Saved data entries
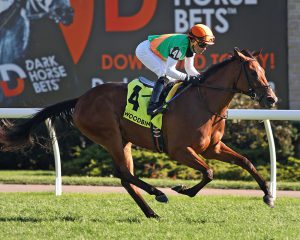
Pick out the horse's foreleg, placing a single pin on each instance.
(223, 153)
(132, 190)
(193, 160)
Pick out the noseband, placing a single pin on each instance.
(251, 92)
(251, 88)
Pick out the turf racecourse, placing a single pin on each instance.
(116, 216)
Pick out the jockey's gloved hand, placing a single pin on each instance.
(194, 80)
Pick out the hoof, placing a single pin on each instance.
(162, 198)
(268, 199)
(179, 188)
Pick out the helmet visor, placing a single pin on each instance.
(209, 40)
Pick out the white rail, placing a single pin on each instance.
(26, 113)
(243, 114)
(266, 116)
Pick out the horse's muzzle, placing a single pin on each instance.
(62, 15)
(268, 101)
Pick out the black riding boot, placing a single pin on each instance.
(157, 90)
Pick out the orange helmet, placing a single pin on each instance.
(202, 33)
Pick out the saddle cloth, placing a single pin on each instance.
(138, 97)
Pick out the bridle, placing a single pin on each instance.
(251, 92)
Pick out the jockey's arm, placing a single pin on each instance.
(171, 70)
(189, 66)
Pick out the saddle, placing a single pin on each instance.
(138, 97)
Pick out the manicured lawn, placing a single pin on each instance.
(48, 177)
(116, 216)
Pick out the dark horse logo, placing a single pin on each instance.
(193, 125)
(15, 23)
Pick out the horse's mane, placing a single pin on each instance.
(215, 67)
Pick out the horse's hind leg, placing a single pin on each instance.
(223, 153)
(193, 160)
(115, 148)
(131, 189)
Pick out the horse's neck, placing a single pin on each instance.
(225, 78)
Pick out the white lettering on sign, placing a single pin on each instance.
(45, 73)
(213, 13)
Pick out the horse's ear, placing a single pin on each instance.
(238, 55)
(257, 53)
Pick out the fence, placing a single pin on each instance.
(242, 114)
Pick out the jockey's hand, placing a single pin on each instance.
(194, 80)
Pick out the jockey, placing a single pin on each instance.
(160, 54)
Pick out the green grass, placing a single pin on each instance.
(48, 177)
(116, 216)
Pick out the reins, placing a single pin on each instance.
(251, 91)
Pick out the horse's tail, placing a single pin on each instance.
(17, 136)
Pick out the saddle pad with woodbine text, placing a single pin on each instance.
(138, 98)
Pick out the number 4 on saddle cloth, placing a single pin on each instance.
(138, 98)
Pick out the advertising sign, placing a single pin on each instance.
(57, 49)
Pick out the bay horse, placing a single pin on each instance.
(194, 124)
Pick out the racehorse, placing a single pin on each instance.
(194, 124)
(15, 24)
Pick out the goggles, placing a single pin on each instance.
(206, 40)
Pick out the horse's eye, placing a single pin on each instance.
(254, 74)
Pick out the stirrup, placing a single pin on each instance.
(151, 108)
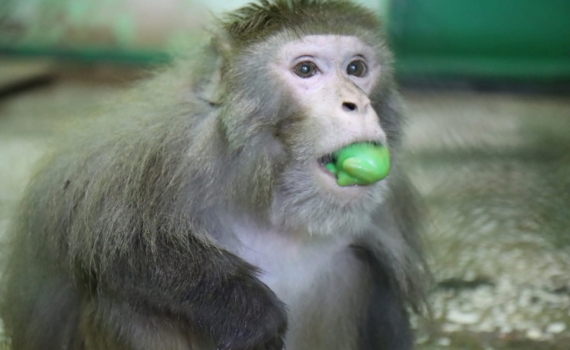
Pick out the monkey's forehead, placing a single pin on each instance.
(330, 45)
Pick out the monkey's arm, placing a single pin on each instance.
(119, 222)
(202, 285)
(392, 256)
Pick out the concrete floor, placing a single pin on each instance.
(494, 171)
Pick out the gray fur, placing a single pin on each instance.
(121, 240)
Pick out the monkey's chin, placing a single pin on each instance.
(328, 180)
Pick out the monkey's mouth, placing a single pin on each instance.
(327, 160)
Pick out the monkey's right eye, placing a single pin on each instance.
(305, 69)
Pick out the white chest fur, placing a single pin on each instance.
(291, 265)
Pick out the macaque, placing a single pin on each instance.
(247, 198)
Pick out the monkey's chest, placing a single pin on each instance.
(292, 266)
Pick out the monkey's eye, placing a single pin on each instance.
(305, 69)
(357, 68)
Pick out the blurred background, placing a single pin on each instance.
(487, 89)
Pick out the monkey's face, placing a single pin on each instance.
(330, 78)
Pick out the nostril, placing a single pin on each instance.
(349, 106)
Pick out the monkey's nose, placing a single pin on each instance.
(349, 107)
(356, 106)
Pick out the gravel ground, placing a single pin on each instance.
(494, 171)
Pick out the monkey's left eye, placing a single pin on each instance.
(306, 69)
(357, 68)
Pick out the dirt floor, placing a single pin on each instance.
(493, 169)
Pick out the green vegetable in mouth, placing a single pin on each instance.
(360, 164)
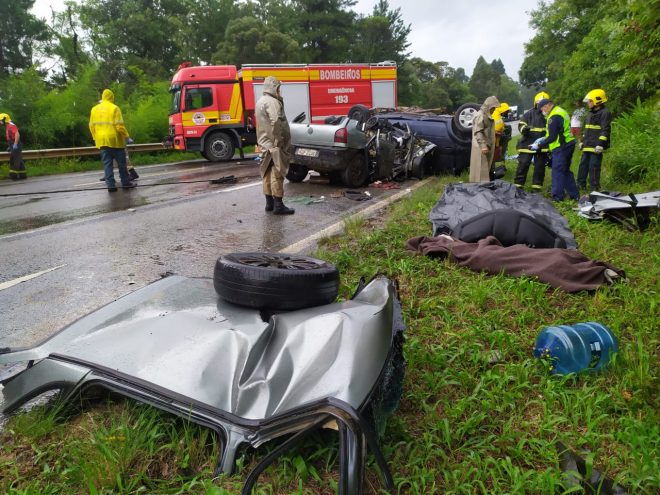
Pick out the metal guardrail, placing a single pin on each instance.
(74, 152)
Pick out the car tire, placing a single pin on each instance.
(356, 172)
(275, 280)
(297, 173)
(219, 147)
(360, 113)
(463, 117)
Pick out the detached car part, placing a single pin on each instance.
(176, 346)
(633, 211)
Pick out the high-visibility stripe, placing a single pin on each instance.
(527, 150)
(284, 75)
(380, 73)
(107, 123)
(234, 106)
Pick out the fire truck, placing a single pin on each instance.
(213, 106)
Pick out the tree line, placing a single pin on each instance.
(52, 72)
(586, 44)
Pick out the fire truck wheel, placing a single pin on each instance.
(297, 173)
(356, 172)
(219, 147)
(275, 280)
(463, 117)
(360, 113)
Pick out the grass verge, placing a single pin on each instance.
(54, 166)
(479, 413)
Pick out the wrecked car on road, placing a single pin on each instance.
(357, 151)
(367, 145)
(252, 372)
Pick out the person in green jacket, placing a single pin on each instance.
(561, 143)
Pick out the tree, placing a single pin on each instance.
(485, 80)
(324, 29)
(581, 45)
(64, 51)
(134, 32)
(432, 85)
(249, 40)
(203, 28)
(381, 36)
(20, 32)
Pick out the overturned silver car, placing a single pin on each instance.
(252, 374)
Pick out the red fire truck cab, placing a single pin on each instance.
(213, 106)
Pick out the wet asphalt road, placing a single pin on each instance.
(89, 247)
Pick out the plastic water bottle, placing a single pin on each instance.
(573, 348)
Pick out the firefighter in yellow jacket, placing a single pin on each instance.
(110, 136)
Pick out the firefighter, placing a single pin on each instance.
(561, 143)
(502, 134)
(14, 148)
(532, 127)
(483, 141)
(596, 139)
(274, 138)
(110, 136)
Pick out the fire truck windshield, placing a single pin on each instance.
(176, 101)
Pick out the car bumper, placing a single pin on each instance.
(326, 160)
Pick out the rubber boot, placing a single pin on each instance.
(269, 203)
(280, 208)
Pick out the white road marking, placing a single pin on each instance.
(16, 281)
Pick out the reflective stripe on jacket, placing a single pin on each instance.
(565, 135)
(531, 127)
(597, 128)
(107, 124)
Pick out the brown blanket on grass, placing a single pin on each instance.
(566, 269)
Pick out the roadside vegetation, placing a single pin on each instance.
(479, 414)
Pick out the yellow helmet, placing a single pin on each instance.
(598, 96)
(541, 96)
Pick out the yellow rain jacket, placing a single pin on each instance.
(107, 124)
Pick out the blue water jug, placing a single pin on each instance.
(572, 348)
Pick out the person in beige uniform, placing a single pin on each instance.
(483, 141)
(274, 138)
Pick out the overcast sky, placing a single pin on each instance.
(454, 31)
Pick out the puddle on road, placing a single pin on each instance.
(22, 224)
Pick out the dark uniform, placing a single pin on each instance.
(531, 127)
(597, 130)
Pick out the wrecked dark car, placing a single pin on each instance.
(452, 135)
(253, 371)
(356, 152)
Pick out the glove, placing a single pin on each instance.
(536, 144)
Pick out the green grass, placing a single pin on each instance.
(479, 414)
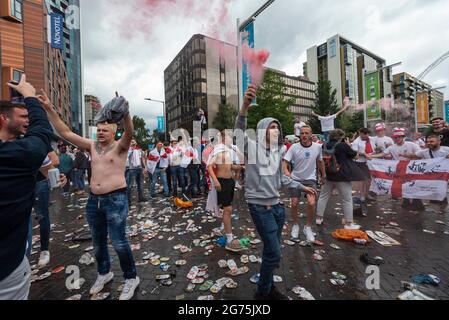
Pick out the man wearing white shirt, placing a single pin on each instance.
(157, 166)
(304, 158)
(381, 141)
(435, 149)
(364, 146)
(298, 125)
(176, 172)
(136, 166)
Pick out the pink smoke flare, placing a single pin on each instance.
(256, 61)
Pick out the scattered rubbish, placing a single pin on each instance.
(86, 259)
(383, 239)
(303, 293)
(426, 279)
(413, 295)
(238, 272)
(372, 261)
(334, 246)
(57, 270)
(100, 296)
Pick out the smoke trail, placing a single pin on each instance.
(256, 60)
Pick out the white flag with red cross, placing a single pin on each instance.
(412, 179)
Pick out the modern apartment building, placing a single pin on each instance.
(24, 49)
(71, 53)
(345, 64)
(202, 76)
(302, 90)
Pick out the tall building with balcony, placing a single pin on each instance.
(302, 91)
(23, 49)
(92, 107)
(406, 87)
(202, 76)
(71, 54)
(345, 64)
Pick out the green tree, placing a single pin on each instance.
(273, 102)
(326, 103)
(141, 133)
(225, 118)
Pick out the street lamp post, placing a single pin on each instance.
(165, 115)
(416, 103)
(240, 28)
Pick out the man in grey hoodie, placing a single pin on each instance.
(264, 152)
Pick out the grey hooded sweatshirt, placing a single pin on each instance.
(264, 174)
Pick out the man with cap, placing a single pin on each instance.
(381, 141)
(401, 150)
(438, 128)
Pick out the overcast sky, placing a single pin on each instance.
(126, 46)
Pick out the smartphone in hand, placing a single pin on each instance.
(16, 97)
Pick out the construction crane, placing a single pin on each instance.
(433, 66)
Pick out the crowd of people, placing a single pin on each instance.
(308, 167)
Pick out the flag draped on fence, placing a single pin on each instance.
(420, 179)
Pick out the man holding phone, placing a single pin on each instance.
(20, 160)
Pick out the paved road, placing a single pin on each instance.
(420, 252)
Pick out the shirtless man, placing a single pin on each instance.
(107, 208)
(221, 167)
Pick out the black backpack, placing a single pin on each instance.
(330, 161)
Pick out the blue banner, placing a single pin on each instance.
(247, 36)
(160, 124)
(446, 111)
(56, 31)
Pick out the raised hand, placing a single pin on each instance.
(24, 88)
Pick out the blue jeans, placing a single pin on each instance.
(131, 176)
(269, 224)
(194, 173)
(107, 214)
(41, 203)
(163, 175)
(78, 179)
(177, 173)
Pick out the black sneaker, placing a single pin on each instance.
(275, 294)
(261, 297)
(418, 205)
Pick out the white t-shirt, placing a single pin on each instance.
(298, 127)
(360, 147)
(407, 147)
(381, 144)
(443, 152)
(304, 160)
(328, 123)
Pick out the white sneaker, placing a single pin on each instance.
(295, 231)
(352, 226)
(129, 288)
(44, 259)
(308, 232)
(101, 282)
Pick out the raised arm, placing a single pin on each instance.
(60, 126)
(125, 141)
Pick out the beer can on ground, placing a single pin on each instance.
(53, 177)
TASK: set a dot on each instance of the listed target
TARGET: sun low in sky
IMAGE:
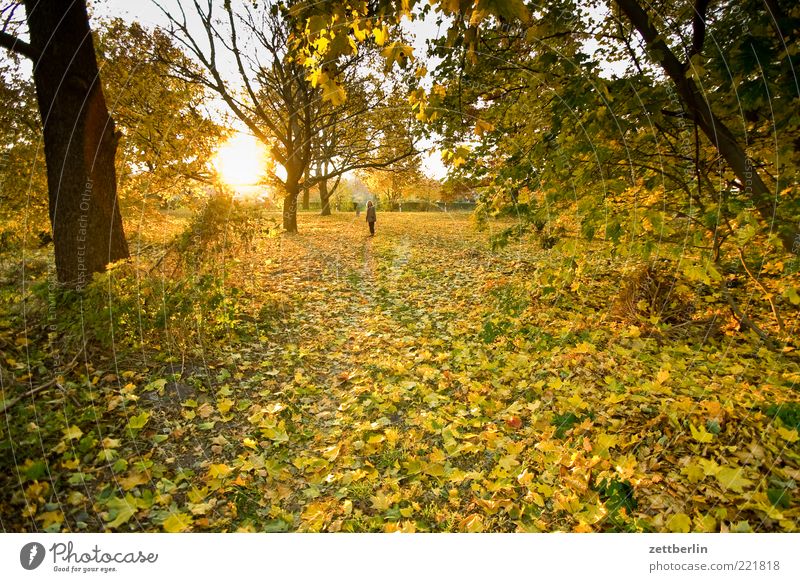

## WHAT THIS TASK INVOLVES:
Reproduce, word for word, every line from the one that contains "Pick out the construction" to the end of the data, including both ends; omit all pictures.

## FULL SOLUTION:
Pick out the construction crane, placing a single pin on each instance.
(433, 66)
Pick out the crowd of people, placing a single pin on each instance.
(308, 167)
Pick out the flag draped on fence, placing a single pin on each instance.
(420, 179)
Pick out the man holding phone, placing a single pin on each instance.
(20, 160)
Pick out the paved road, placing a single pin on each instance.
(420, 252)
Pick out the shirtless man, placing a single pin on each instance.
(107, 208)
(221, 167)
Pick out the black backpack, placing a single pin on each instance.
(330, 161)
Pick out the blue banner, placing a single pin on each instance.
(247, 36)
(160, 124)
(446, 111)
(56, 31)
Pick out the raised hand, placing a single pin on each instance.
(24, 88)
Pick out the blue jeans, placing a single pin on each instance.
(131, 176)
(269, 224)
(194, 173)
(107, 214)
(41, 203)
(163, 175)
(78, 179)
(177, 173)
Pick out the black sneaker, placing a single pin on each instance.
(275, 294)
(261, 297)
(418, 205)
Pick out the white t-shirt, placing a single pin on each instance.
(298, 127)
(360, 147)
(407, 147)
(381, 144)
(443, 152)
(304, 160)
(328, 123)
Pick out the white sneaker, placing a single pin on each instance.
(295, 231)
(352, 226)
(129, 288)
(44, 259)
(308, 232)
(101, 282)
Pick out the raised arm, placing a single pin on each instance.
(60, 126)
(125, 141)
Pick out the beer can on ground, placing a single pin on each instance.
(53, 177)
TASK: set a dot on each instance of the listed target
TARGET: sun low in sky
IMAGE:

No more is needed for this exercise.